Write out each entry, exactly the way it appears.

-- BEGIN Task data --

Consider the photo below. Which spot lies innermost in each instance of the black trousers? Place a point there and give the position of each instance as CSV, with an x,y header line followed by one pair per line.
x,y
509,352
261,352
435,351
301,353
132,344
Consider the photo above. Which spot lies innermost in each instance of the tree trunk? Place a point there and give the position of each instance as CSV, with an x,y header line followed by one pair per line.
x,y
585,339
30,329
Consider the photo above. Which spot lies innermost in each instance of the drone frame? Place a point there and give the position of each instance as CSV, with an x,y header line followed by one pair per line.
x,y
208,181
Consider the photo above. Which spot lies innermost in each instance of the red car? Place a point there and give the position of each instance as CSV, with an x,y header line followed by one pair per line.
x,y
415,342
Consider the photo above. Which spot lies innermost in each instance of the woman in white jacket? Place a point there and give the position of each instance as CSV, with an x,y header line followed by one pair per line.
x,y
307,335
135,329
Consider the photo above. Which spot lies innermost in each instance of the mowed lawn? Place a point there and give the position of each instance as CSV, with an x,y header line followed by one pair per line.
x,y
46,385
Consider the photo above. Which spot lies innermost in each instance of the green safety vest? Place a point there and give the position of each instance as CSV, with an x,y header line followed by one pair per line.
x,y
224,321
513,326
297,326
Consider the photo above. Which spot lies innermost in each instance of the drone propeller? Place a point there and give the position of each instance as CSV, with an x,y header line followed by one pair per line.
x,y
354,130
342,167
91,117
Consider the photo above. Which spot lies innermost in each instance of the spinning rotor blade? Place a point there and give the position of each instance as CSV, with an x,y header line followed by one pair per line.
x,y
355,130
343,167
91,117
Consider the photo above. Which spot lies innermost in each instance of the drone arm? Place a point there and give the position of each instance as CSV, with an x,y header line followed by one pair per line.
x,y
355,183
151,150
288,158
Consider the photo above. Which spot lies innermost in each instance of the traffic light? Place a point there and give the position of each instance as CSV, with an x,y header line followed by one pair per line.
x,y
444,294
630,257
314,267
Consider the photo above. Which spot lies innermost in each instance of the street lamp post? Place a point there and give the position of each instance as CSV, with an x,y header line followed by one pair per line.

-- END Task data --

• Final answer:
Consider the photo below. Which spot lies innermost in each instance of the black trousers? Place a point there and give the position of each instance as CSV, with an x,y header line followed by one pair per line.
x,y
509,352
261,352
435,351
301,353
132,344
Consider the photo above. Which spot lies innermost in each instance of the tree trunk? Place a point there and give the position of each instance as CSV, with an x,y header line followed by one pair per line.
x,y
585,339
30,329
Consider the photo above. Which spot lies innermost in each instance of the drone frame? Place a point there and give the position of each instance as CSV, with an x,y header line followed by one pair per line.
x,y
208,181
Consider the photo above. Which spot lies innermost in each instance of the red car? Place a point there and give the position of each instance as CSV, with an x,y header line followed by one pair per line.
x,y
415,342
Consider the photo above. Which spot lies innermost in each instance of the woman in white jacket? Place a point there and give the position of each instance as CSV, with an x,y header line followed by one pair per line.
x,y
307,335
135,329
Consider the photo above. Which spot lies innermost in each instance of the mowed lawn? Place a point there and give the position of each instance as CSV, with an x,y header line followed by one pair per line.
x,y
46,385
Consider the photo above. Which spot lies innermost in each instance of the green safety vest? Place a point there and give the position of each instance as CSV, with an x,y header line followed by one pair per line.
x,y
224,321
513,326
297,326
Consider the photo above. Which spot lies innermost in each instance of the drone propeller? Place a point there and give the position of each instance as CSV, with an x,y header line followed by one pair per line.
x,y
354,130
342,167
91,117
Consider the photo above. Which spot lies innermost in each instance of the spinning rotor blade? Place a point there and give the position of each instance as CSV, with an x,y header line followed by one pair per line.
x,y
355,130
343,167
91,117
Consider the photo above. Which spot lies innermost in each instance of the drone arm? Place a point there and give the position of each instance as CSV, with an x,y header line followed by one pair per line.
x,y
355,183
151,150
288,158
Consider the photo above. Which spot lies innermost in each instance of the traffic light? Place a point there and give the position of each instance as CSV, with an x,y header line followed by one pair per line.
x,y
444,294
630,257
314,267
Consider the photo above. Which spot lies innermost in each instance of the street lamp post? Place a point there and give the position of each instance as CSV, with an x,y header line followed by one pair per line.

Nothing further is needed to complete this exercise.